◆ **AIM OF THE EXERCISE**
Will you print the material below without altering a single character?

◆ **SOURCE MATERIAL**
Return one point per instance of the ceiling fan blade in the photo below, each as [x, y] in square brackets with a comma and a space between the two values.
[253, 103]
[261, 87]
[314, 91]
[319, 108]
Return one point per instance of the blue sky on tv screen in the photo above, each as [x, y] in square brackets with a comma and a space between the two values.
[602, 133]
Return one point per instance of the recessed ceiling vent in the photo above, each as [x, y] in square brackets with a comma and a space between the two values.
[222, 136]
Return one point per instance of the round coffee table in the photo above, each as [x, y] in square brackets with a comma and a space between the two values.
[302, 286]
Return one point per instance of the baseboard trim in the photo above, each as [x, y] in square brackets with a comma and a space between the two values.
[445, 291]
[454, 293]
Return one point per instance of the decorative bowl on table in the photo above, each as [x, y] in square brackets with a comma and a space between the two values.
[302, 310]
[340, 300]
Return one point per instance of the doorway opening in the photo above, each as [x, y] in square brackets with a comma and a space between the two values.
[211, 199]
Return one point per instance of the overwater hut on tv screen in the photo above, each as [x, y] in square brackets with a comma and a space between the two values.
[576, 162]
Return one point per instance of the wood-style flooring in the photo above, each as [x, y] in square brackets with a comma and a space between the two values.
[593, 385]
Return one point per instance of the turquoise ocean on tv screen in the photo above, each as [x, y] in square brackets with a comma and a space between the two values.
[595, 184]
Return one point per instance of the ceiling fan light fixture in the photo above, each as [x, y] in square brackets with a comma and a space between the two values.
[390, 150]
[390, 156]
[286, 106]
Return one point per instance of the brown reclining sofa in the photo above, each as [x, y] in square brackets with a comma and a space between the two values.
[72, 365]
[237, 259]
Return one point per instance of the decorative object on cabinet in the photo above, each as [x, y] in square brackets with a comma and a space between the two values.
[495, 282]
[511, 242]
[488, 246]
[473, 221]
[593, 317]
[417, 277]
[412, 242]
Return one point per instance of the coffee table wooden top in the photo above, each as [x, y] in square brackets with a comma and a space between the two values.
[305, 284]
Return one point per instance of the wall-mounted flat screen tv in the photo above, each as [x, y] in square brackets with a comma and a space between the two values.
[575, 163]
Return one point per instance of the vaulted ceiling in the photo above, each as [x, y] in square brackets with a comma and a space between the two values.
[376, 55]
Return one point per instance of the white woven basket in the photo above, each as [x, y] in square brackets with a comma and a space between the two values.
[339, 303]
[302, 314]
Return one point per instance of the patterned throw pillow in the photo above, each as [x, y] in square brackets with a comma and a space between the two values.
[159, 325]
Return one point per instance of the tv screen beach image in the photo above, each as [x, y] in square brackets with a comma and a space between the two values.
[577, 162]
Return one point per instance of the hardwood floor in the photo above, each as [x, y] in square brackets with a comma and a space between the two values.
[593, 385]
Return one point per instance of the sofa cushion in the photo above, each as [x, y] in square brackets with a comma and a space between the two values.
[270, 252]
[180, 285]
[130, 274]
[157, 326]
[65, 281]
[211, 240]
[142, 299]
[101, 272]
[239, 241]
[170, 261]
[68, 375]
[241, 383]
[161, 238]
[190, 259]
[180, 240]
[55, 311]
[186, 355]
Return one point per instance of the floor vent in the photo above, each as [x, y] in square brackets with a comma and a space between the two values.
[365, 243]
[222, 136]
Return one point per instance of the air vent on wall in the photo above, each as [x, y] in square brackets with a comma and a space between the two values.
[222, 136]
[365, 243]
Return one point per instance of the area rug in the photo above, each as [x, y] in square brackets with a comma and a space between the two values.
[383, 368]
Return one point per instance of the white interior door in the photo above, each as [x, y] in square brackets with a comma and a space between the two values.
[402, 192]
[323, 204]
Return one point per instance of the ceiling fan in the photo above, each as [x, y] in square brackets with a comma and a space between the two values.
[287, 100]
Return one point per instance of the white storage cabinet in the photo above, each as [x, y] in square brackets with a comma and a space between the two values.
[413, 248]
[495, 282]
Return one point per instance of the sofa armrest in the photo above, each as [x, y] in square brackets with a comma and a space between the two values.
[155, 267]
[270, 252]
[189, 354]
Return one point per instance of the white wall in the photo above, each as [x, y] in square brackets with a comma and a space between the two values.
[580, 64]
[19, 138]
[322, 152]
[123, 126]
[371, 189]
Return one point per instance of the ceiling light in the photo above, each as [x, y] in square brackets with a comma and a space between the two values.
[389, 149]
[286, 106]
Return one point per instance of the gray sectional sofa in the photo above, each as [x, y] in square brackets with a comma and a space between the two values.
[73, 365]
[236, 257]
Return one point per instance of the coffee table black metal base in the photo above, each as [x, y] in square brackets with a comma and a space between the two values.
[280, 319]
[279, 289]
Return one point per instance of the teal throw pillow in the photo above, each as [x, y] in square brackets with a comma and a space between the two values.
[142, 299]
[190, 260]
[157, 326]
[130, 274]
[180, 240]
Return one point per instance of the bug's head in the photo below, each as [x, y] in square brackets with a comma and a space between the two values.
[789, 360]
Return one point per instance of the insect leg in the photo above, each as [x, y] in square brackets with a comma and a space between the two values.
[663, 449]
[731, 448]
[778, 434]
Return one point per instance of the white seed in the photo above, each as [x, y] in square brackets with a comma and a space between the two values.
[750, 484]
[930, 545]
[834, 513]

◆ **REPLY TO THE EXERCISE**
Return one point per instance of the ceiling fan blade in the photo below, each as [x, y] in square brackets with a comma and a space between the two values.
[253, 103]
[261, 87]
[314, 91]
[319, 108]
Return one point per instance of the blue sky on tv screen in the photo above, each as [x, y] in square brackets with a comma and a space between the two values.
[602, 133]
Return one point per instance of the recessed ceiling vent in the photo above, each as [x, y] in square brackets with a comma and a space between the two values.
[222, 136]
Return one point per instance of the round coffee table in the photo above, each as [x, y] in square brackets with a comma and a space between the two values.
[302, 286]
Return one point per instance of the baseboard trim in the photo above, each as [x, y] in square brackets with a comma and a space between the two values.
[445, 291]
[454, 293]
Return one point per instance of the decorative bowl on table in the photo above, each as [x, y] in square brackets with a comma and a space between the two values.
[302, 310]
[340, 300]
Return one point per instance of the doorway opening in the photo above, each as [x, y] in square brackets with a comma and a space between the two values.
[211, 199]
Return one point per instance of the overwater hut on tv screen in the photo above, each as [x, y] in square brackets with a comma and a space between the two values.
[576, 162]
Return one point per instance of the wood-style flooring in the photo above, each as [x, y] in square brackets with a comma and a space between the two values.
[593, 385]
Return one point per instance of the turquoise ocean on tv screen in the photo above, each as [x, y] in square brackets with a comma and a space between the two values.
[595, 184]
Return one point per instance of the ceiling fan light fixture in the photo above, each as [x, y] in square brackets with a comma and a space between the two values.
[390, 150]
[390, 156]
[286, 106]
Return one point per instance of the brown reclining sofa in the photo above, each as [x, y] in square brackets with a comma and a space between the two values.
[72, 365]
[237, 259]
Return one point per instance of the decorative object on cabinet in the photo above, each as [x, y] in square brackets with a comma and a space between the two values.
[495, 282]
[511, 242]
[488, 246]
[473, 221]
[593, 317]
[417, 277]
[412, 242]
Return one point per instance of the coffee table wooden top in the photo above, each as [x, y] in square brackets with a comma and a space between the two values.
[305, 284]
Return one point per instance of the wall-mounted flat screen tv in the photo above, each as [x, y] in square brackets with a comma and a space between the two values.
[575, 163]
Return one point per instance of the vaulted ceiling in the photo above, each as [x, y] in square brackets with a comma and a space between the two values.
[376, 55]
Return one point per instance of the white woven basket in the photo above, each as [x, y] in square brackets with a comma and a space between the two values.
[339, 303]
[302, 314]
Return one point per instance of the patterned throw pillow in the photo above, each as [x, y] in square brackets with a comma and a space between the two values.
[159, 325]
Return one point per instance of the tv screen beach image in the photo above, each as [x, y] in square brackets with a comma and a space between the two values.
[577, 162]
Return one point per instance of the hardwood floor in the photo above, each as [x, y] in square brackets with a comma and a space between the two values.
[593, 385]
Return one point per instance of the sofa cushion in the photo above, each as [x, y] in square brackets with a comma and a space between the two values.
[270, 252]
[180, 285]
[130, 274]
[157, 326]
[65, 281]
[211, 240]
[142, 299]
[101, 272]
[239, 241]
[170, 261]
[68, 375]
[241, 383]
[161, 238]
[190, 259]
[180, 240]
[55, 311]
[186, 355]
Return one point per instance of the floor vent in the photo above, each as [x, y] in square brackets with a comma and a space between the two values.
[365, 243]
[222, 136]
Return one point per instance of the air vent on wall in the photo above, each as [x, y] in square brackets with a comma and a space between the two values.
[222, 136]
[365, 243]
Return one point per instance of the area rug in the photo above, each as [x, y] in square brackets with a comma and a space between the two values.
[383, 368]
Return one point per instance of the white interior door in the photo above, each as [x, y] in square brackets with a comma and a space between the two values.
[402, 192]
[323, 204]
Return one point per instance of the ceiling fan in the photo above, each as [x, y] in square brackets with a comma and a space between the two values.
[287, 100]
Return one point per instance of the white storage cabinet in the photo above, each as [x, y] in square brackets with a comma and a space between the two values.
[413, 248]
[495, 282]
Return one point per instance of the sofa armrest in the photo above, each as [x, y] in square brackets with a comma and a space between the two values.
[155, 267]
[270, 252]
[189, 354]
Return one point per instance of the white wall in the photo above, each as [x, y] in square brackets with a comma and a space between the two values.
[580, 64]
[19, 138]
[322, 152]
[123, 126]
[371, 189]
Return one point per instance of the ceiling light in the photo above, each as [x, y] in square brackets with a comma and a space between the two values.
[389, 149]
[286, 106]
Return one point per instance of the gray sectional sofa in the photo above, each as [x, y] in square brackets with a comma and a space between the two values.
[73, 365]
[236, 257]
Return one point per instance of the coffee table black metal base in the photo above, each as [x, y] in square brackets with a comma and a space between the two values.
[280, 319]
[279, 289]
Return one point per instance of the teal throw pillow in the photo above, each as [x, y] in square brackets with a comma and a space between the two values.
[142, 299]
[190, 260]
[157, 326]
[130, 274]
[180, 240]
Return one point per instance of the bug's head in the photo below, each as [x, y] in square brackets with a comma and a space between the two values.
[789, 360]
Return one point per instance of the insect leg in the photo above, each as [x, y] in square brackets with a comma and a space between the two values.
[663, 449]
[731, 448]
[778, 434]
Return one point per instance of the white seed in the photo above, each as [x, y] in square brackets with a comma and a space between the two values.
[750, 484]
[930, 545]
[834, 513]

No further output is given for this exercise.